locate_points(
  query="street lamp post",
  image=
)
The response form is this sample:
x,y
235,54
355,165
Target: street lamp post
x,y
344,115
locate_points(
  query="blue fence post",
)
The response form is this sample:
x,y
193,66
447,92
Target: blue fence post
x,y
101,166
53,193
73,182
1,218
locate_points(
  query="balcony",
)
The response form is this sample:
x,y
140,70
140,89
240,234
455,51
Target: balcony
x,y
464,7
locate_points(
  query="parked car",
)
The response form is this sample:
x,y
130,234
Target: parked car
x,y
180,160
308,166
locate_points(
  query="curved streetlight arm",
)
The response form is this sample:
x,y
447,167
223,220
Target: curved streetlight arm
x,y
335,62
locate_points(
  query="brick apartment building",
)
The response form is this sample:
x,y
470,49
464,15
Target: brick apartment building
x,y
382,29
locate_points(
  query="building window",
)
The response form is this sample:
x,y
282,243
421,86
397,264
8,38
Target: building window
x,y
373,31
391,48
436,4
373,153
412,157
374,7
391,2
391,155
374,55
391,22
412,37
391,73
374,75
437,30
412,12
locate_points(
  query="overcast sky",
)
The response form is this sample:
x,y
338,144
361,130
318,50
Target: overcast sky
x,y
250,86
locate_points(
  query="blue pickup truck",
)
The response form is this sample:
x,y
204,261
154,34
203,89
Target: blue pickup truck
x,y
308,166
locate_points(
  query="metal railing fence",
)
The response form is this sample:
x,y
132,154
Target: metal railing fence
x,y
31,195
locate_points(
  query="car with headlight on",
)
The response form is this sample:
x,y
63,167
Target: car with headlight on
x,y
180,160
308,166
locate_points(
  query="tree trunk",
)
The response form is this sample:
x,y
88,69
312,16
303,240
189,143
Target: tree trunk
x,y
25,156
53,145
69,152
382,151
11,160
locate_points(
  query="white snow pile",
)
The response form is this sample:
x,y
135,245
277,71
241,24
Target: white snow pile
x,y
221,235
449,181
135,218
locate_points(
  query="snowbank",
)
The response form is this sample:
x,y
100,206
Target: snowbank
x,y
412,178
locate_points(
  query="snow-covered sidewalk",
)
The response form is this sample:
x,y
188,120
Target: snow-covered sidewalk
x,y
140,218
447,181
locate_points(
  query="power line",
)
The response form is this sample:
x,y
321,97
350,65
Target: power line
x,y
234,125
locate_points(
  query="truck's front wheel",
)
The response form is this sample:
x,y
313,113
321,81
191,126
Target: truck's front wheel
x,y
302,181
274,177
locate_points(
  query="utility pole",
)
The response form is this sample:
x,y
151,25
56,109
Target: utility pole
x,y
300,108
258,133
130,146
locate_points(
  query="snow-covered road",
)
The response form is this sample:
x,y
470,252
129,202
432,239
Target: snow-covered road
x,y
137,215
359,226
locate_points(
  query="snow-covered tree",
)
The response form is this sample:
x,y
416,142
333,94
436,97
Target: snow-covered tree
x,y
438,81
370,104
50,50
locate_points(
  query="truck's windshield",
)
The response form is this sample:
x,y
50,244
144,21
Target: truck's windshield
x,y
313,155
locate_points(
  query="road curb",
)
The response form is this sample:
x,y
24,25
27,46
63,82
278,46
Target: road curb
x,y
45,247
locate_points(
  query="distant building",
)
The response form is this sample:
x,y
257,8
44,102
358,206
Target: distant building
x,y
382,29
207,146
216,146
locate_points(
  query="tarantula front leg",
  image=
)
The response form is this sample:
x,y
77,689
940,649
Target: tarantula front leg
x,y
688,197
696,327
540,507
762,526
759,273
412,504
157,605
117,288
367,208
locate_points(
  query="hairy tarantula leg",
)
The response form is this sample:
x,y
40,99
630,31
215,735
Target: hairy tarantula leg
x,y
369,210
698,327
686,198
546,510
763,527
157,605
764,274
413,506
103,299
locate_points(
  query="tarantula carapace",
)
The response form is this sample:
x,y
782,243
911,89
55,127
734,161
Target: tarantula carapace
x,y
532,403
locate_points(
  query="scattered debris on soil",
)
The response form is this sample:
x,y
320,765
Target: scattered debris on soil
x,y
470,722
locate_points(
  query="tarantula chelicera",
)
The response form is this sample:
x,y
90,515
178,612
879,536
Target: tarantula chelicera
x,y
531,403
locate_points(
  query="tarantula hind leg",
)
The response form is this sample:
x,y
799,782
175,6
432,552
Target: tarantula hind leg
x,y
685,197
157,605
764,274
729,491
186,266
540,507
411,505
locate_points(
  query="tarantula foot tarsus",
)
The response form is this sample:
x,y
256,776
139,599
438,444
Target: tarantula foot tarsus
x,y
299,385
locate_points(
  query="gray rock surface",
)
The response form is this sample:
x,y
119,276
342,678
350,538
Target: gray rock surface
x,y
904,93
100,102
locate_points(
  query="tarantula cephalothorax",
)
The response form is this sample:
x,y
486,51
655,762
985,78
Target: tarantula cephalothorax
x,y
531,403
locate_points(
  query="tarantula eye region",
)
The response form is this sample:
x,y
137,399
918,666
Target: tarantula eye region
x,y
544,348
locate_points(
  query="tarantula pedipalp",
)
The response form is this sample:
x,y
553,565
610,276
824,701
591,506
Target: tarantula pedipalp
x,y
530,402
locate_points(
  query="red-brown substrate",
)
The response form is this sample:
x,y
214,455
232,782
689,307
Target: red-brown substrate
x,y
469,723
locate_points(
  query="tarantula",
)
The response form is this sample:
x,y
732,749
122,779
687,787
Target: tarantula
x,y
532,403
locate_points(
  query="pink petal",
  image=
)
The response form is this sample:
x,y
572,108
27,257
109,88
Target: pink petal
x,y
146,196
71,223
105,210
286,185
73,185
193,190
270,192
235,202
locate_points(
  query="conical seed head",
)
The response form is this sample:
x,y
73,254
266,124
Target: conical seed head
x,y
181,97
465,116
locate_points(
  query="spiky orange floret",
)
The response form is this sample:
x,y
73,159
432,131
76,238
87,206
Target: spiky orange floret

────────────────────

— WHAT THIS TASK INVOLVES —
Everything in the listing above should be restated exactly.

— RESPONSE FOR THIS EXERCISE —
locate_points(
  query="street lamp post",
  image=
)
The response form is this sample:
x,y
235,54
355,165
Target: street lamp post
x,y
344,115
locate_points(
  query="blue fence post",
)
The response form is this sample:
x,y
193,66
447,92
Target: blue fence post
x,y
101,166
53,193
73,182
1,218
locate_points(
  query="balcony",
)
The response form is this sample:
x,y
140,70
140,89
240,234
455,51
Target: balcony
x,y
464,7
locate_points(
  query="parked car",
)
The response form is this sample:
x,y
130,234
Target: parked car
x,y
180,160
308,166
locate_points(
  query="curved streetlight arm",
)
The response form is this sample:
x,y
447,167
223,220
Target: curved streetlight arm
x,y
335,62
locate_points(
  query="brick apartment building",
)
The response form is this sample:
x,y
470,49
464,15
Target: brick apartment building
x,y
382,29
locate_points(
  query="building window",
)
The response form is this sample:
x,y
282,243
421,86
397,264
8,38
Target: building window
x,y
373,31
391,48
436,4
373,153
412,157
374,7
391,2
391,155
374,55
391,22
412,37
391,73
374,75
437,30
412,12
locate_points(
  query="overcast sky",
)
The response form is this sample:
x,y
338,144
361,130
318,50
Target: overcast sky
x,y
250,86
locate_points(
  query="blue pickup truck",
)
The response form is this sample:
x,y
204,261
154,34
203,89
Target: blue pickup truck
x,y
308,166
locate_points(
  query="metal railing fence",
)
The response form is this sample:
x,y
132,154
Target: metal railing fence
x,y
31,195
locate_points(
  query="car with headlight on",
)
The response form is this sample:
x,y
63,167
Target: car with headlight on
x,y
180,160
308,166
locate_points(
  query="tree trunk",
)
The response form is this sample:
x,y
88,69
312,16
303,240
189,143
Target: tree trunk
x,y
25,156
53,145
69,152
382,151
11,160
locate_points(
  query="white snow pile",
)
The response form is this sample:
x,y
135,245
277,71
241,24
Target: white snow pile
x,y
221,235
449,181
135,218
locate_points(
  query="snowbank",
)
The response form is this sample:
x,y
100,206
Target: snowbank
x,y
412,178
locate_points(
  query="snow-covered sidewalk",
)
The response form is this sample:
x,y
188,120
Target: snow-covered sidewalk
x,y
140,218
447,181
locate_points(
  query="power line",
)
The response form is this sample:
x,y
321,97
350,65
Target: power line
x,y
234,125
locate_points(
  query="truck's front wheel",
)
The response form is this sample:
x,y
313,113
321,81
191,126
Target: truck's front wheel
x,y
302,181
274,177
locate_points(
  query="utility pole",
)
The response form is this sample:
x,y
151,25
56,109
Target: utility pole
x,y
300,108
258,133
130,146
locate_points(
  query="snow-covered road",
)
The response form is this sample:
x,y
470,252
129,202
432,239
Target: snow-covered road
x,y
137,215
359,226
locate_points(
  query="snow-covered tree",
)
The response form is this sample:
x,y
416,142
333,94
436,97
Target: snow-covered tree
x,y
438,81
370,104
50,50
locate_points(
  query="truck's windshield",
)
The response form is this sample:
x,y
50,244
144,21
Target: truck's windshield
x,y
313,155
locate_points(
  query="road curb",
)
The response form is this sample:
x,y
24,25
27,46
63,82
278,46
Target: road curb
x,y
45,247
locate_points(
  query="distant building",
)
The response form is this sample:
x,y
257,8
44,102
358,206
Target: distant building
x,y
382,29
207,146
216,146
locate_points(
  query="tarantula front leg",
  image=
)
The response form is this sample:
x,y
77,689
940,649
Target: tarantula front leg
x,y
688,197
696,327
540,507
762,526
759,273
412,504
157,605
117,288
367,208
locate_points(
  query="hairy tarantula leg",
)
The response form is this sample:
x,y
40,99
630,31
215,735
Target: hairy tarantula leg
x,y
369,210
698,327
686,198
546,510
763,527
157,605
764,274
413,506
103,299
locate_points(
  query="tarantula carapace",
)
The response form is this sample:
x,y
782,243
911,89
55,127
734,161
Target: tarantula carapace
x,y
532,403
locate_points(
  query="scattered debris on soil",
)
The response form is this sample:
x,y
320,765
Target: scattered debris on soil
x,y
470,722
locate_points(
  query="tarantula chelicera",
)
The response form is this sample:
x,y
90,515
178,612
879,536
Target: tarantula chelicera
x,y
531,403
locate_points(
  query="tarantula hind leg",
)
The response form is this sample:
x,y
799,782
175,6
432,552
Target: tarantula hind leg
x,y
685,197
157,605
764,274
729,491
186,266
540,507
411,505
locate_points(
  query="tarantula foot tarsus",
)
The response form is this sample:
x,y
256,776
139,599
438,444
Target: tarantula foot tarsus
x,y
299,385
locate_points(
  query="gray rock surface",
)
The response form is this sample:
x,y
119,276
342,678
350,538
Target: gray rock surface
x,y
904,93
100,102
locate_points(
  query="tarantula cephalothorax",
)
The response form is this sample:
x,y
486,51
655,762
985,78
Target: tarantula cephalothorax
x,y
531,403
locate_points(
  query="tarantula eye region",
)
The response form is this sample:
x,y
137,399
918,666
Target: tarantula eye region
x,y
544,348
locate_points(
  query="tarantula pedipalp",
)
The response form is this sample:
x,y
553,565
610,276
824,701
591,506
Target: tarantula pedipalp
x,y
530,402
locate_points(
  query="red-brown substrate",
)
The response form is this sample:
x,y
214,455
232,782
689,307
Target: red-brown substrate
x,y
469,723
locate_points(
  query="tarantula",
)
The response form is this sample:
x,y
732,749
122,779
687,787
Target: tarantula
x,y
532,403
locate_points(
  query="pink petal",
  image=
)
The response form is this sample:
x,y
572,108
27,257
109,88
Target: pink petal
x,y
146,196
71,223
105,210
286,185
73,185
193,190
270,192
235,202
locate_points(
  query="conical seed head",
)
The response form is this sample:
x,y
73,254
266,124
Target: conical seed head
x,y
181,97
465,116
locate_points(
  query="spiky orange floret",
)
The response form is this sample:
x,y
73,159
432,131
76,238
87,206
Target: spiky orange floret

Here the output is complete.